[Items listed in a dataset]
▼
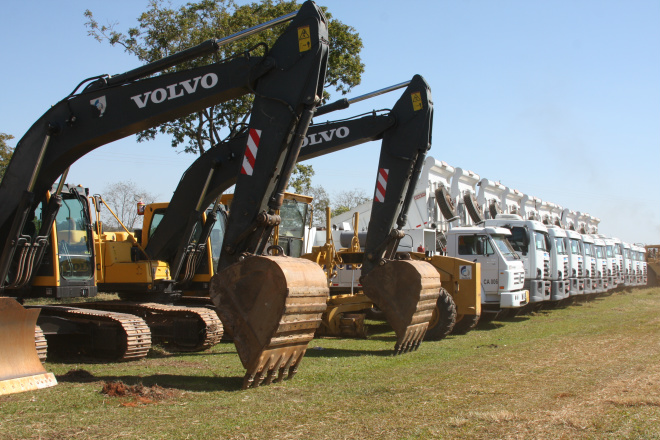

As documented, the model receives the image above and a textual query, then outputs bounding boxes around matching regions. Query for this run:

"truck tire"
[451,314,479,334]
[424,288,456,341]
[435,185,457,221]
[463,192,484,224]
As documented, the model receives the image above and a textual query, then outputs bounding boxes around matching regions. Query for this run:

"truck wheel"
[451,314,479,334]
[435,185,457,221]
[424,288,456,341]
[463,192,484,224]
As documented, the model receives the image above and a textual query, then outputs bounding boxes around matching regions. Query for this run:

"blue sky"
[1,0,658,243]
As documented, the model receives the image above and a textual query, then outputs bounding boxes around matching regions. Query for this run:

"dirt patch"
[56,369,98,383]
[101,381,180,406]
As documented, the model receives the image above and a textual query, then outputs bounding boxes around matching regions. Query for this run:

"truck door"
[457,234,499,301]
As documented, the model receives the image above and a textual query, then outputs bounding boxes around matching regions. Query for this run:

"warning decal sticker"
[298,26,311,52]
[411,91,423,111]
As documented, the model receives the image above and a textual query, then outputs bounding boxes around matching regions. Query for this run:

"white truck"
[580,233,598,294]
[484,214,551,304]
[546,226,570,300]
[601,236,619,289]
[444,226,527,311]
[564,229,586,296]
[592,235,610,292]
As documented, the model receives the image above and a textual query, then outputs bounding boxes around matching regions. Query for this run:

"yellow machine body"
[410,252,481,328]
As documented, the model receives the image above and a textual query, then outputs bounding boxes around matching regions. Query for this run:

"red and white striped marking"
[241,128,262,175]
[375,168,389,202]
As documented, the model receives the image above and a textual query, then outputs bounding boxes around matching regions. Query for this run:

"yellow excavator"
[0,1,329,394]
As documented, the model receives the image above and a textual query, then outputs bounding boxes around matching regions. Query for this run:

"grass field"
[2,287,660,439]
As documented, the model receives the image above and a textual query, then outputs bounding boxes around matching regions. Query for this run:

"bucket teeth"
[241,348,305,389]
[211,256,328,389]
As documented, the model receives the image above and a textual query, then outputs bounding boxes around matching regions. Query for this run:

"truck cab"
[580,233,596,294]
[592,236,608,292]
[621,242,633,286]
[444,226,527,310]
[484,214,551,304]
[546,226,569,300]
[611,238,624,286]
[564,229,585,296]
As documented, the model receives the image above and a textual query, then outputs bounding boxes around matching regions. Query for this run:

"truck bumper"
[526,279,550,303]
[551,280,568,301]
[568,277,585,296]
[500,290,529,308]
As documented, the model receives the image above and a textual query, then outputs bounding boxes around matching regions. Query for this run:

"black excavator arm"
[0,1,326,295]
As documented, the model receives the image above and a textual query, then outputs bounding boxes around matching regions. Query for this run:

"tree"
[332,188,369,217]
[306,185,330,227]
[288,164,314,194]
[101,180,157,231]
[0,132,14,181]
[85,0,364,157]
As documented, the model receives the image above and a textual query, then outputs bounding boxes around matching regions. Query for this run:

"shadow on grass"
[53,366,245,391]
[55,369,245,392]
[304,346,393,358]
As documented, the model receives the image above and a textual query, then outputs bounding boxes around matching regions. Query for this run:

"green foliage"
[0,132,15,181]
[331,187,369,217]
[288,164,314,194]
[85,0,364,156]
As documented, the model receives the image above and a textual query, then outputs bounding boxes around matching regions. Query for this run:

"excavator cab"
[30,185,97,299]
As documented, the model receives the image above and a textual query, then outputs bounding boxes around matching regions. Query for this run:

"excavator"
[137,76,452,358]
[0,1,329,395]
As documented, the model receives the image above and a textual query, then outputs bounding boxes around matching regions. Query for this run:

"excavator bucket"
[0,298,57,396]
[361,260,441,353]
[210,256,328,388]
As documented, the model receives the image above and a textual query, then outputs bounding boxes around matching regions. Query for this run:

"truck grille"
[514,271,524,284]
[578,261,583,277]
[564,261,569,279]
[591,262,596,279]
[543,261,549,279]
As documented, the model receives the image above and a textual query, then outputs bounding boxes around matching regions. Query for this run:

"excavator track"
[70,302,223,352]
[34,325,47,362]
[361,259,441,354]
[34,305,151,361]
[211,256,329,389]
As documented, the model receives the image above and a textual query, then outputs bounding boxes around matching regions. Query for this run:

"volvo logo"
[130,73,219,108]
[301,126,349,147]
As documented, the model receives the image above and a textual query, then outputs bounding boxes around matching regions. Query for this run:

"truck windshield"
[554,238,567,255]
[595,245,604,258]
[606,245,613,257]
[584,243,592,256]
[490,234,519,260]
[570,239,580,255]
[614,245,622,255]
[535,231,548,251]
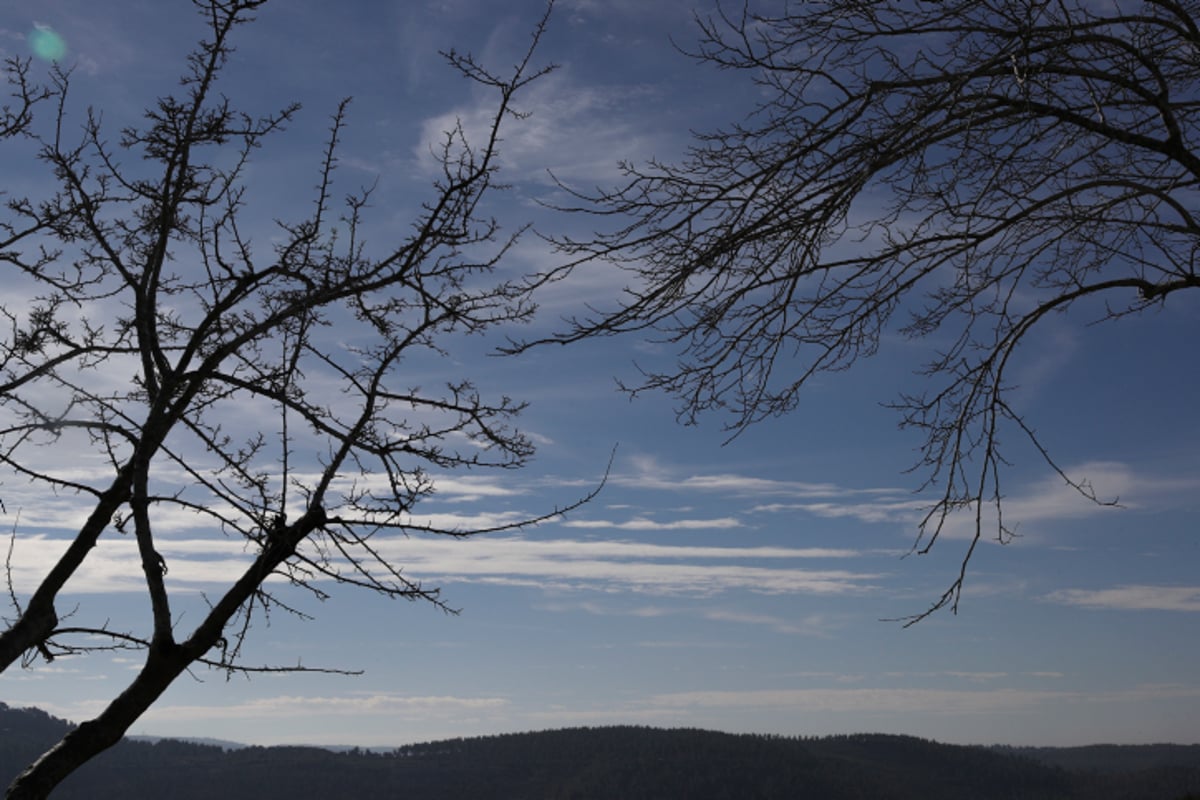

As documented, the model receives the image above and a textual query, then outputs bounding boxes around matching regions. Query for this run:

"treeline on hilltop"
[1,704,1198,799]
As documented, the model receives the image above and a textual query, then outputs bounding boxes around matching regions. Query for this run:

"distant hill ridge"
[2,703,1198,799]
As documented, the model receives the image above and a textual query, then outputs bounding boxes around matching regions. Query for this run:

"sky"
[0,0,1198,750]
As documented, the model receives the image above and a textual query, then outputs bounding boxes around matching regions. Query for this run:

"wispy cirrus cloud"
[703,610,836,636]
[562,516,741,531]
[536,599,843,636]
[742,461,1200,543]
[1045,585,1200,612]
[8,533,875,598]
[968,461,1200,526]
[416,68,666,186]
[880,671,1011,683]
[753,498,928,524]
[423,475,529,502]
[615,455,870,498]
[403,537,879,597]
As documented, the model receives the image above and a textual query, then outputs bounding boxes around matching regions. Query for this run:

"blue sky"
[1,0,1198,749]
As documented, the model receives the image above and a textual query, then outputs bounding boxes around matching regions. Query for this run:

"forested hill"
[2,704,1198,799]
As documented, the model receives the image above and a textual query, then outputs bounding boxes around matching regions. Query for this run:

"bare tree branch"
[517,0,1200,620]
[0,1,582,796]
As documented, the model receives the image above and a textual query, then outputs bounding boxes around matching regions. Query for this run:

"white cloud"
[1045,585,1200,612]
[884,461,1200,544]
[882,671,1011,682]
[617,467,857,498]
[976,460,1200,529]
[768,498,928,524]
[7,532,873,597]
[1003,461,1135,519]
[536,599,675,618]
[415,68,666,185]
[562,516,741,530]
[426,476,528,502]
[942,671,1009,683]
[364,536,878,597]
[749,460,1199,532]
[703,610,835,636]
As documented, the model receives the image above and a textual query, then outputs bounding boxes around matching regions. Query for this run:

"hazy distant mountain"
[2,703,1198,799]
[127,734,247,751]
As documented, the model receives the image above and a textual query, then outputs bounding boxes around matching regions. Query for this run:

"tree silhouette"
[0,1,584,796]
[526,0,1200,620]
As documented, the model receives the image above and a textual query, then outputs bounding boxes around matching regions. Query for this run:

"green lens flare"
[29,26,67,62]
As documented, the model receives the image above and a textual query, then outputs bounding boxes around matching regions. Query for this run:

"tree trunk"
[0,472,131,674]
[5,642,192,799]
[4,510,323,798]
[0,604,56,674]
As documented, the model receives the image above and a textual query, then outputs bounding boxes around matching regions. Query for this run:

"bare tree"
[0,1,589,796]
[0,57,45,140]
[525,0,1200,619]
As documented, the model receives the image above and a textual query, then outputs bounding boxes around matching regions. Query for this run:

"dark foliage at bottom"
[2,704,1197,799]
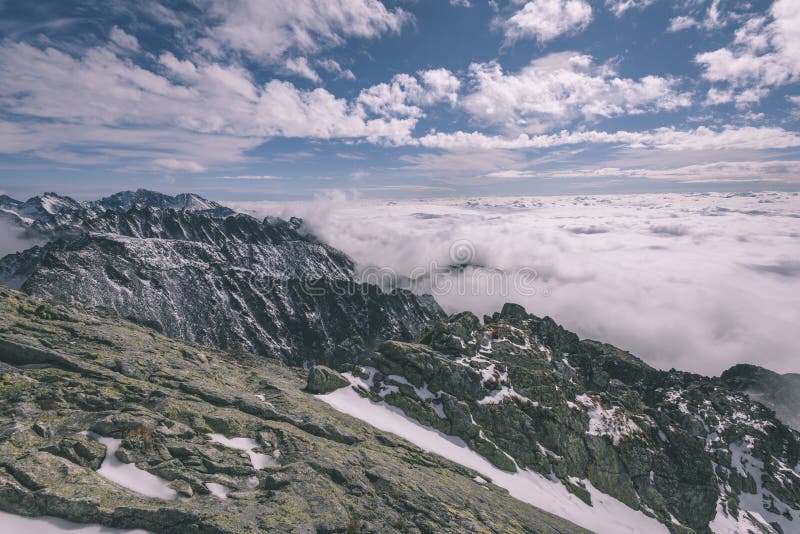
▲
What to do: Output the lines above verbatim, images excluded.

Task solution:
As documented, the model receives the image above and a textual query, then outputs bounding boxes around matching regions. Query for this run:

"truck tire"
[451,314,479,334]
[424,288,456,341]
[435,185,457,221]
[463,192,484,224]
As documented, the model receives the image above and a textual query, then outputs bounding boxes around matching regions. Query for this run:

"truck wheel"
[451,314,479,334]
[435,185,457,221]
[424,288,456,341]
[463,192,484,224]
As documented, the model receives the image above and a textual query, then outputs bounding boxes around matching regions. Query for this run:

"blue sky"
[1,0,658,243]
As documented, the model receives the image above and a textual query, then outputs bounding boxes around matching regions. Query for this run:

"dirt patch"
[56,369,98,383]
[101,381,180,406]
As documented, the model receives the image above and a textual query, then outputs bounding boxes around matching regions. Query for this run:

"truck door"
[457,234,499,301]
As documented, the model receives the image above and a textual query, then outputs bounding boxes around matching regions. Query for this run:

"warning decal sticker"
[298,26,311,52]
[411,91,423,111]
As documented, the model receives the image above and a textual query, then outputs bounding boxes around matching regions. Query for this run:

"white truck"
[580,233,598,294]
[484,214,551,304]
[546,226,570,300]
[601,236,619,289]
[444,226,527,311]
[564,229,586,296]
[592,235,610,292]
As documented, the model receives the image above and a textual query, then outputs bounding boxes around matching regions. Query for this run:

"yellow machine body"
[410,252,481,328]
As documented, the model receives the image above and a textual query, then outputs bounding boxes around matching regions. Query for this run:

"red and white striped marking"
[241,128,262,175]
[375,168,389,202]
As documented, the model receives the image above and a textual query, then outputs bounding boxes around matching regions. Query for this run:

"yellow excavator"
[0,1,329,394]
As documented, the model receives the image above and a textual query, then outputs bounding boxes around matching regions. Query for this run:

"grass field"
[2,287,660,439]
As documented, the model receives the image above and a textual query, then outputs bounding boxes around matching regions. Query for this run:

"bucket teeth"
[241,348,305,389]
[211,256,328,389]
As documented, the model receives the image above and a textual query, then outputs bounding boxes around matching regions. Query for this run:

"truck cab"
[580,233,596,294]
[592,236,608,292]
[621,242,633,286]
[444,226,527,310]
[484,214,551,304]
[546,226,569,300]
[611,238,624,286]
[564,229,585,296]
As documented, the model receives the image above and a textual query, then outputs bounding boxes around matching regions. Query for this run:

"truck bumper"
[526,279,550,303]
[551,280,568,301]
[568,277,585,296]
[500,290,529,308]
As documented, the model receives the image above and a textual query, then outputs bounding boxes around matching regions. Query for this run:

"black excavator arm"
[0,1,326,295]
As documented, the model receives the image above and a textual query, then outputs bounding boxes around matching regions. Query for this run:

"tree"
[332,188,369,217]
[306,185,330,227]
[288,164,314,194]
[101,180,157,231]
[0,132,14,181]
[85,0,364,157]
As documented, the model receives the image above and a textual query, then outputs bounding boxes around matching regions. Query for this run:

"shadow on grass"
[53,366,245,391]
[55,369,245,392]
[304,346,393,358]
As documented, the model receives the image above and a textual query, then outputs bounding boxes around matching regions. Query for this run:

"green foliage"
[0,132,15,181]
[331,187,369,217]
[288,164,314,194]
[85,0,364,156]
As documented, the model receives the image above and a textual query, then outputs bounding boxes around matching regions. Query for this run:

"excavator cab"
[30,185,97,299]
As documented, the model receives the image above and a textual query, then outputs bounding boxes around matching regions. Query for this run:

"excavator"
[137,76,452,358]
[0,1,329,395]
As documented, the model receives the image above and a textual query, then outputs bounding boxes around matching regions. Query for this run:

"excavator bucket"
[0,298,57,396]
[361,260,441,353]
[210,256,328,388]
As documented, the model receives the image above and a textual query, then outputs bounding boxes around matching regions. Query for this run:

"truck grille"
[514,271,524,284]
[578,261,583,277]
[564,261,569,279]
[591,262,596,279]
[543,261,549,279]
As documented, the model receives the image above and a textual query, then outputs bounding boxes around matching regions. Query for this run:

"excavator track"
[70,302,223,352]
[34,325,47,362]
[361,259,441,354]
[34,305,151,361]
[211,256,329,389]
As documented, the model receives the image above and a textual query, then outputs bounding boxes around matching regions. Query for this run:

"volvo logo"
[130,73,219,108]
[301,126,349,147]
As documented, the model receives the image above and a textual query, then outputs bounding boxes around matching regions. Query for this run:

"truck windshield"
[554,238,567,255]
[595,245,604,258]
[606,245,613,257]
[584,243,592,256]
[490,234,519,260]
[570,239,580,255]
[614,245,622,255]
[535,231,548,251]

As documented, the model receives the image above and a textual query, then outputs bounding boxes around matching regions. Query for this run:

"treeline on hilltop"
[1,704,1198,799]
As documented, the model receives the image above and a textual query, then outputs bounding boxes around matching regions. Query for this run:

"distant hill ridge"
[2,703,1198,799]
As documented, the model receives the image above and a textual query, then outputs bounding boxes around matching regions. Query for this run:

"sky"
[0,0,1198,750]
As documented, the model receives the image above and a textual query, then outputs bounding boxes around matching regions. Query for this run:

"wispy cirrus cloud"
[703,610,836,636]
[562,516,741,531]
[536,599,843,636]
[742,461,1200,543]
[1045,585,1200,612]
[8,533,875,598]
[968,461,1200,526]
[416,68,666,186]
[880,671,1011,683]
[753,498,928,524]
[423,475,529,502]
[615,455,870,498]
[403,537,879,597]
As documented, the model receives the image above and a textual query, then outputs bounding boxes around matching regions. Query for this run:

"blue sky"
[1,0,1198,749]
As documented, the model receives the image above and a textual query, then outputs bounding boxes around matching regions. Query for this run:

"forested hill"
[2,704,1198,799]
As documented, the model receives the image above and a textual query, then outputs bounding boxes around matching regions. Query for this run:

"bare tree branch"
[517,0,1200,620]
[0,1,582,796]
As documented, the model receives the image above and a textual query, then outputs bounding boxes around matching regions. Query for this run:

"white cloud"
[1045,585,1200,612]
[884,461,1200,544]
[882,671,1011,682]
[617,467,857,498]
[976,460,1200,529]
[768,498,928,524]
[7,532,873,597]
[1003,461,1135,519]
[536,599,675,618]
[415,68,666,185]
[562,516,741,530]
[426,476,528,502]
[942,671,1009,683]
[364,536,878,597]
[749,460,1199,532]
[703,610,835,636]
As documented, the model receives the image above and a textual query, then outputs bounding boxes around matching regions. Query for this run:

"hazy distant mountain"
[2,703,1198,799]
[127,734,247,751]
As documented, the model receives the image above and a textual query, then outputs bounding boxes around matching regions. Query for this run:

"tree silhouette"
[0,1,584,796]
[526,0,1200,620]
As documented, the model receives the image above and a textual query, then outputs bounding boxes around matching regions. Query for this run:

"green lens flare"
[29,26,67,62]
As documented, the model receives the image above and a textual query, then outputs bounding boxes around matching regions. Query for this run:

"tree trunk"
[0,472,131,674]
[5,642,192,799]
[4,510,323,798]
[0,604,56,674]
As documented, the model receives the image above and a textual query, then outputs bounding boxes around matching regions. Query for this run:

"bare tree"
[0,1,589,796]
[0,57,45,140]
[525,0,1200,619]
As documented, the model receives the image above and a textual query, then outputs bounding boxes around matching regions. Query for this run:

"dark foliage at bottom"
[2,704,1197,799]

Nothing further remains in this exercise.